[START OF ENTRIES SHOWN]
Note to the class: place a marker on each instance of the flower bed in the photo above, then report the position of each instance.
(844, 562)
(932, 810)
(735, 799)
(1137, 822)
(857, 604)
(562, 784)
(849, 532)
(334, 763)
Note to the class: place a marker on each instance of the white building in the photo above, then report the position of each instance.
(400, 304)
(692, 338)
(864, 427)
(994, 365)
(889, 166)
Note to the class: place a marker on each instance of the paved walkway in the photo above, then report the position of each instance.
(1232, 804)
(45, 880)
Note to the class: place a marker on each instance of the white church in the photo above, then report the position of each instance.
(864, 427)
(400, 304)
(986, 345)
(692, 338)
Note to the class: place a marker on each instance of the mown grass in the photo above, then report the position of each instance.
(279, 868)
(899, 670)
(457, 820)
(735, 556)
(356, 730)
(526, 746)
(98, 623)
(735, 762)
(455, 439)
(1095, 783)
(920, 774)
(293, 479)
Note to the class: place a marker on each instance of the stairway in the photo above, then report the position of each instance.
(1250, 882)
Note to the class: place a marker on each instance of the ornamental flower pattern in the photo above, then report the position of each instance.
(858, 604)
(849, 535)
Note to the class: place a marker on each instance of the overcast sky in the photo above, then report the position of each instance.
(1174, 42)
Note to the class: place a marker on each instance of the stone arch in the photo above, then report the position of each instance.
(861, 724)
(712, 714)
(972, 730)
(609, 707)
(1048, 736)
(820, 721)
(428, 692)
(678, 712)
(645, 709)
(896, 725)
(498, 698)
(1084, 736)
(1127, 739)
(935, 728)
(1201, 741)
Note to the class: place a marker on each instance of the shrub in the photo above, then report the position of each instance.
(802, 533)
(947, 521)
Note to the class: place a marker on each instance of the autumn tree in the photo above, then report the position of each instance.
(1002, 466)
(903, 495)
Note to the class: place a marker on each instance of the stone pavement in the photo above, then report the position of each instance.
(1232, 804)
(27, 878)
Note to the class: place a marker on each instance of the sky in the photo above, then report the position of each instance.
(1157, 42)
[END OF ENTRIES SHOWN]
| TASK REQUIREMENTS |
The records above are to be repeated exactly, in their entirety.

| RESULT |
Note to the class: place a marker on each instance of the flower bed in the photo above, then report the position of each instance.
(844, 562)
(932, 810)
(735, 799)
(1137, 822)
(857, 604)
(562, 784)
(849, 532)
(334, 763)
Note to the class: place a marker on each instance of the white building in the photo above, then report the position of each instance.
(400, 304)
(692, 338)
(864, 427)
(994, 365)
(889, 166)
Note to the class: place a marker on each instance of the paved walkway in the photo above, then report the position of each instance.
(1232, 804)
(45, 880)
Note to the class: place a marker on each instance of the white church in the photo above, then report the position of each instance.
(864, 427)
(400, 304)
(986, 345)
(692, 338)
Note to the class: place a marker on each instance of the mown grass in the photo above, then report the position of each instance.
(279, 868)
(899, 670)
(457, 820)
(735, 556)
(356, 730)
(526, 746)
(98, 623)
(735, 762)
(455, 439)
(1095, 783)
(920, 774)
(293, 479)
Note to the class: place a marker on each instance of the stairway in the photo above, then report the position of each instance.
(1250, 882)
Note to the class: place a marker on each instance of the ornamental flower pattern in the photo above, then report the position of each instance.
(858, 604)
(849, 535)
Note to the class: place a marker on each instance of the overcast sky in the photo above, then report the position of each instance.
(1174, 42)
Note to the class: place a marker on each instance of the stone arch in the photo above, then report the position of each instance.
(861, 724)
(712, 714)
(972, 730)
(609, 707)
(1048, 736)
(820, 721)
(428, 692)
(678, 712)
(645, 709)
(896, 725)
(498, 698)
(1084, 736)
(1127, 739)
(935, 728)
(1201, 741)
Note to the class: place a marker on each instance of the shrub in the photo above, then report the position of each instance.
(802, 533)
(947, 521)
Note to the class: place a marker on each instance of the autumn tree in the photo above, then report the position of each instance.
(1002, 466)
(903, 495)
Note to the class: place a marker on each instance of the stone pavement in the photo above, then report the position of each instance.
(1232, 804)
(27, 878)
Note to the class: place a marker on each instance of the sky in the photo above, then report the position of each instance.
(1157, 42)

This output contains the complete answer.